§ **Trecho de origem**
-=-=-
“Democratizar a água é promover o acesso à água potável” – Anna Luísa Beserra
O consumo de água potável é uma das grandes preocupações mundiais, tendo sido, ao nível de diversos países, adoptados mecanismos para colmatar tais problemas que colocam a vida de milhões de pessoas em risco. Se há limitações em falar sobre o acesso a água potável em regiões com certa facilidade para obter água, complicado é ainda falar sobre acesso a água potável em regiões de seca.
Em definições mais básicas, podemos perceber a importância da água por ela ser a fonte da vida, um recurso natural essencial, seja como componente bioquímico de seres vivos, como meio de vida de várias espécies vegetais e animais e até como fator de produção de vários bens de consumo.
Dados avançados pelas Nações Unidas (2018) indicam que actualmente 1,8 bilhão de pessoas consomem água de fontes que não são protegidas contra a contaminação por fezes humanas. Mais de 80% das águas residuais geradas por atividades do homem — incluindo o esgoto caseiro — são despejadas no meio ambiente sem ser tratadas ou reutilizadas, sendo que até 2050 a população global terá aumentado em 2 bilhões de indivíduos, e a demanda por água poderá crescer até 30%.
Fazendo uma ponte com os números avançados pelas Nações Unidas, em Moçambique, dados avançados pela VOA (2018) mostram um cenário, no qual apenas 49 por cento da população tem acesso à água potável, sendo que as zonas urbanas são as mais favorecidas, com 80 por cento, comparativamente às zonas rurais onde a maior parte da população têm apenas 35 por cento de cobertura.
Ciente da necessidade de aprofundar o debate sobre as diversas problemáticas relativas ao acesso a água e água potável, a Associação de Jornalistas Ambientais e de Direitos Humanos (AJADH) teve a oportunidade de conversar com Anna Luísa Beserra, biotecnóloga, a primeira brasileira a ganhar o prémio global da ONU sobre meio ambiente.
A baiana de 21 anos, que representou Brasil, na Assembleia Geral da ONU, em Nova York, ao vencer o prêmio Jovens Campeões da Terra, decidiu nos contar um pouco sobre o seu percurso, os laboratórios nos quais parte dos seus sonhos foram moldados e mas mais do que isso, nos falar sobre o seu sonho de levar água potável para regiões afectadas pela seca.
-=-=-
[Dados de localização de objetos em linguagem natural]
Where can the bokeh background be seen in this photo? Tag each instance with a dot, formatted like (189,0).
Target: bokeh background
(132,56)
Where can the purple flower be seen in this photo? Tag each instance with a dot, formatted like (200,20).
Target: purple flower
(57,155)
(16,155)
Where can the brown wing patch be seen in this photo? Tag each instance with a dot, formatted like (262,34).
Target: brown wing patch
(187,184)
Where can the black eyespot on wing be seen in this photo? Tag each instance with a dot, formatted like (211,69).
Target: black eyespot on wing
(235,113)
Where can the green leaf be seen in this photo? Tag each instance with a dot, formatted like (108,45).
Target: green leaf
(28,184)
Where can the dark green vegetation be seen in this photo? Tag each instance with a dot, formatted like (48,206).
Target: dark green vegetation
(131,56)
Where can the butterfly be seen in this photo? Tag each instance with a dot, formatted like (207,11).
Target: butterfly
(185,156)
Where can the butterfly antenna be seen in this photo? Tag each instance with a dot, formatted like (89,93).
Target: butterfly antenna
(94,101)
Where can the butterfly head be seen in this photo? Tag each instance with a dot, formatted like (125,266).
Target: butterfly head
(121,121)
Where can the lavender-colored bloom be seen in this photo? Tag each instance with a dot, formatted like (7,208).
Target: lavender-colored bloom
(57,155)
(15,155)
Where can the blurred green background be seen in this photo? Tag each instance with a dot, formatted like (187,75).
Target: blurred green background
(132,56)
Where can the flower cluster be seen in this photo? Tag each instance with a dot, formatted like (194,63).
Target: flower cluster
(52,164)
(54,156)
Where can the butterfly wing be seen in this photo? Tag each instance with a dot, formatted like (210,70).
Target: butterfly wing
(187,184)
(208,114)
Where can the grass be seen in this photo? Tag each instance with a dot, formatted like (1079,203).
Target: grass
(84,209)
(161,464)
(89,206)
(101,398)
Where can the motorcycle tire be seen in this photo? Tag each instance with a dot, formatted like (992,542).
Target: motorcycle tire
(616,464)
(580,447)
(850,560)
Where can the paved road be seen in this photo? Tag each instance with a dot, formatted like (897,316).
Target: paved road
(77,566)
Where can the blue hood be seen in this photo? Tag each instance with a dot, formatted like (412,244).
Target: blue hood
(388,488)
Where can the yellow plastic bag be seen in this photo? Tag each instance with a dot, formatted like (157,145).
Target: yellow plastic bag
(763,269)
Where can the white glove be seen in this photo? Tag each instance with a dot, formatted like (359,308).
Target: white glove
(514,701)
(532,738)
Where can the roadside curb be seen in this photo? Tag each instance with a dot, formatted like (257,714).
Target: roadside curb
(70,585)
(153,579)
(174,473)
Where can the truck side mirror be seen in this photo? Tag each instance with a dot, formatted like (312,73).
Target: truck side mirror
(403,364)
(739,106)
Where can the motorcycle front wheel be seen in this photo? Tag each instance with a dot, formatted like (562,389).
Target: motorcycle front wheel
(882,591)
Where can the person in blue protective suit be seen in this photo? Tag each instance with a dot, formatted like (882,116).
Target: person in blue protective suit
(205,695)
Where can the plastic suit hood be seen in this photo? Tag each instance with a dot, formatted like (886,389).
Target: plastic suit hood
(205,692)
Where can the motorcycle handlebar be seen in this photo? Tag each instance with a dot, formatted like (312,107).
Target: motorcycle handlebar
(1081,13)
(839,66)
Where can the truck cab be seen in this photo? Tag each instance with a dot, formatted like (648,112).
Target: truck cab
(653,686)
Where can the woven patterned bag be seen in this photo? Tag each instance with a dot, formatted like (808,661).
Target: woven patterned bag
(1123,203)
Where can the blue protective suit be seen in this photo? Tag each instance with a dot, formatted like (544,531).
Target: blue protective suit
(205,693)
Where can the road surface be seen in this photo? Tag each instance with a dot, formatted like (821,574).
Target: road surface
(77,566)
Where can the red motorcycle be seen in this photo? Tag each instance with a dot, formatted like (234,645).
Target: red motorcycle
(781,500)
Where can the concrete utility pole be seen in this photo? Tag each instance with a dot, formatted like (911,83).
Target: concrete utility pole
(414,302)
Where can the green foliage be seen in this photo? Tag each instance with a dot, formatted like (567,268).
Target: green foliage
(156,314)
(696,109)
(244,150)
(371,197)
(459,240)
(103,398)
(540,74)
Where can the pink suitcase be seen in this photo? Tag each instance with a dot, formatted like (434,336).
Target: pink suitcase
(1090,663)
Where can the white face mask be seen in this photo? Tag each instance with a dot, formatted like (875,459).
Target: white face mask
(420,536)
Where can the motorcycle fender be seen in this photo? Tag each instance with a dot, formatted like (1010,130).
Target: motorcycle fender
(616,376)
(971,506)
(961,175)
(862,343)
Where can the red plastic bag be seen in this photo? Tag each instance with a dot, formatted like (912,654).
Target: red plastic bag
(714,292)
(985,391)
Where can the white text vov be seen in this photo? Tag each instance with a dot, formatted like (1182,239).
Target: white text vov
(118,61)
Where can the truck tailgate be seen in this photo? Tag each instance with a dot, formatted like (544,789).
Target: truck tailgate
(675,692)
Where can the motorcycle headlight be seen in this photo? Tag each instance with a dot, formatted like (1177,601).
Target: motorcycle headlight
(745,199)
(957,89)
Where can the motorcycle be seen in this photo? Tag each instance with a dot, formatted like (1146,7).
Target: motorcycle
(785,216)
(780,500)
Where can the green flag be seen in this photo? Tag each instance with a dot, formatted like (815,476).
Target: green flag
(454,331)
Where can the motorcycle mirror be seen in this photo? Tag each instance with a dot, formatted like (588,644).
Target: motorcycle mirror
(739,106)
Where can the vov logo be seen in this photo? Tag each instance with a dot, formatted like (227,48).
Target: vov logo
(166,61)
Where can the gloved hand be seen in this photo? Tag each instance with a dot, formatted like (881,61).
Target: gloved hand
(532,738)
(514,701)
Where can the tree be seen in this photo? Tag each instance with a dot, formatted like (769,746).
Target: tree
-=-=-
§ **Descrição da tarefa**
Transcreva do texto sobre o acesso à água potável o trecho entre "Dados avançados pelas" e "crescer até 30%.", incluindo ambos. Os registros formam um material independente do texto.

§ **Tarefa concluída**
Dados avançados pelas Nações Unidas (2018) indicam que actualmente 1,8 bilhão de pessoas consomem água de fontes que não são protegidas contra a contaminação por fezes humanas. Mais de 80% das águas residuais geradas por atividades do homem — incluindo o esgoto caseiro — são despejadas no meio ambiente sem ser tratadas ou reutilizadas, sendo que até 2050 a população global terá aumentado em 2 bilhões de indivíduos, e a demanda por água poderá crescer até 30%.